## [Apply what you read]
1. According to the deTiN description, which two types of tumor-specific events does the method use to estimate TiN?
2. Write a continuation of the deTiN description that picks up after its last sentence.

## [Text shown]
What is deTiN
DeTiN is designed to measure tumor in normal (TiN) contamination and improve sensitivity by rescuing rejected sites when using a contaminated matched control.

For complete details please see our publication: (pending)

How does it work

In brief deTiN works in two steps:
1) Estimating TiN: DeTiN models the matched normal sample as a mixture of normal cells and an unknown fraction of contaminating cells from the matched tumor sample. The TiN estimate should be interpreted as a relative fraction of tumor cells in the tumor and normal samples. The method uses two independent types of tumor-specific events: (i) candidate somatic single nucleotide variations (SSNVs); and (ii) genomic regions of allelic imbalance in the tumor (including deletions, amplifications, and copy neutral loss-of-heterozygosity), extracted from estimated allele-specific somatic copy number alterations (aSCNAs) found in the tumor . We calculate the posterior distribution for TiN values based on each of the two types of somatic events separately and then combine them to identify the maximum a posteriori (MAP) value (and a confidence interval). We flag cases in which the TiN estimates based on each data type separately are inconsistent, potentially identifying multi-clonal tumor in normal.

## [Stored data]
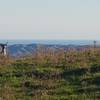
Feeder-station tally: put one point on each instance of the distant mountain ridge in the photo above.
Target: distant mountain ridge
(25, 49)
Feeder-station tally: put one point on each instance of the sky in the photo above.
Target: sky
(50, 19)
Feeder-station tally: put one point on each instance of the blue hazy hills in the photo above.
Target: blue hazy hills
(24, 47)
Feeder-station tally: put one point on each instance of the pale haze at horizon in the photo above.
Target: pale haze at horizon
(49, 19)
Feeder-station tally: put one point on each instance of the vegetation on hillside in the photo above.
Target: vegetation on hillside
(61, 75)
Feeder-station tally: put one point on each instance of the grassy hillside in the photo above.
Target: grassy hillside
(71, 75)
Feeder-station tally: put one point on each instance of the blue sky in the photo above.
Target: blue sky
(49, 19)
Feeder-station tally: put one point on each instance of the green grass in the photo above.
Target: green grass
(24, 79)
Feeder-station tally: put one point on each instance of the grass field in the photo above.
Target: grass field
(71, 76)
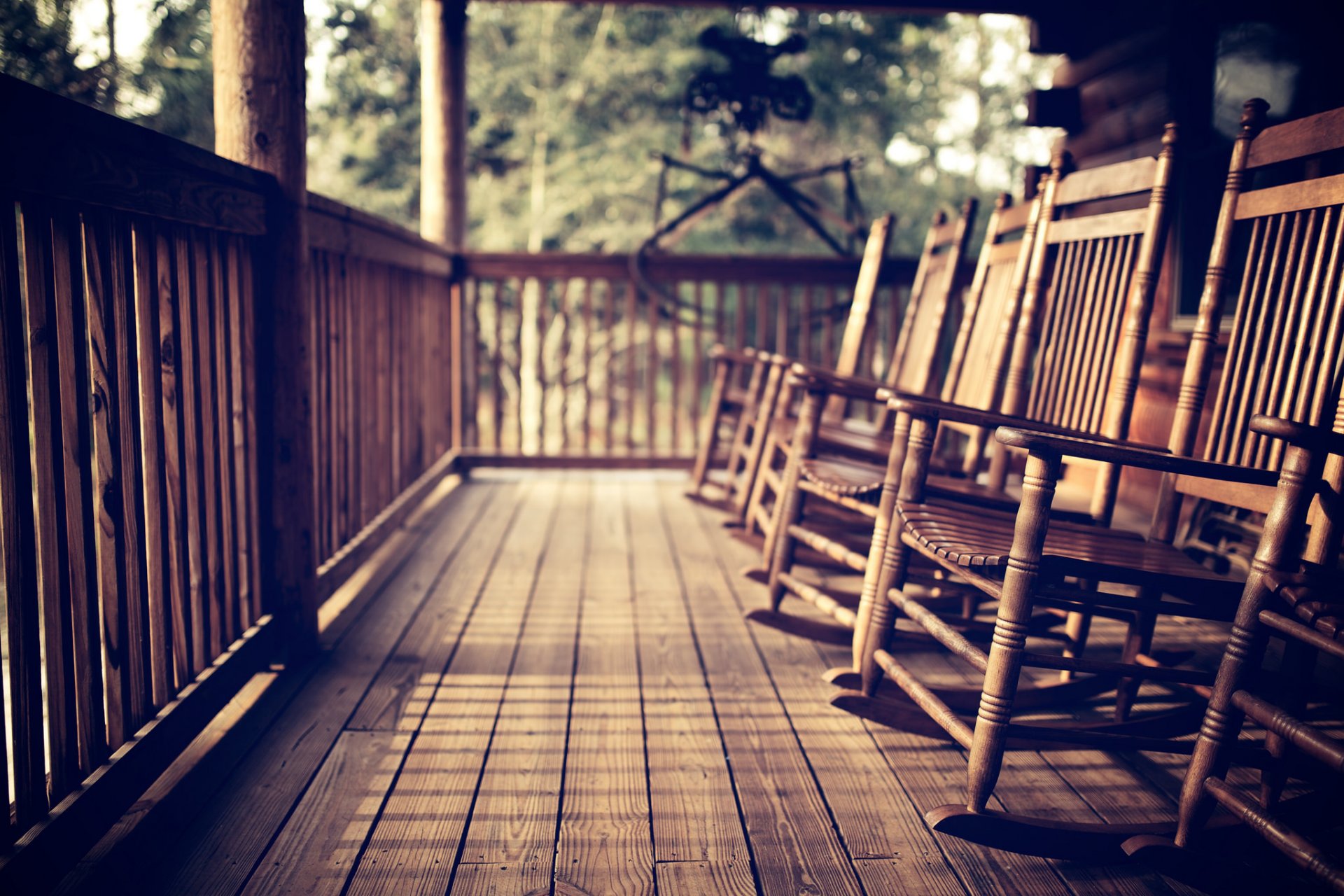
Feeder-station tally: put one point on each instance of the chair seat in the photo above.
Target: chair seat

## [List of answers]
1. It uses candidate somatic single nucleotide variations (SSNVs) and genomic regions of allelic imbalance in the tumor.

2.
2) Recovering somatic variants: Next, we use the estimated TiN to recover likely somatic mutations (both SSNVs and indels). Briefly, for each candidate variant, deTiN probabilistically compares two scenarios. In the first scenario, the alternate allele count in the normal sample represents an underlying germline variant; and in the second scenario, it represents a somatic variant coming from tumor cells mixed at the estimated TiN value.  The method takes into account the prior probability for having a germline or somatic event at the site, given the analyzed tumor type. Finally, previously rejected SSNVs or somatic indels that are more likely to be somatic are recovered.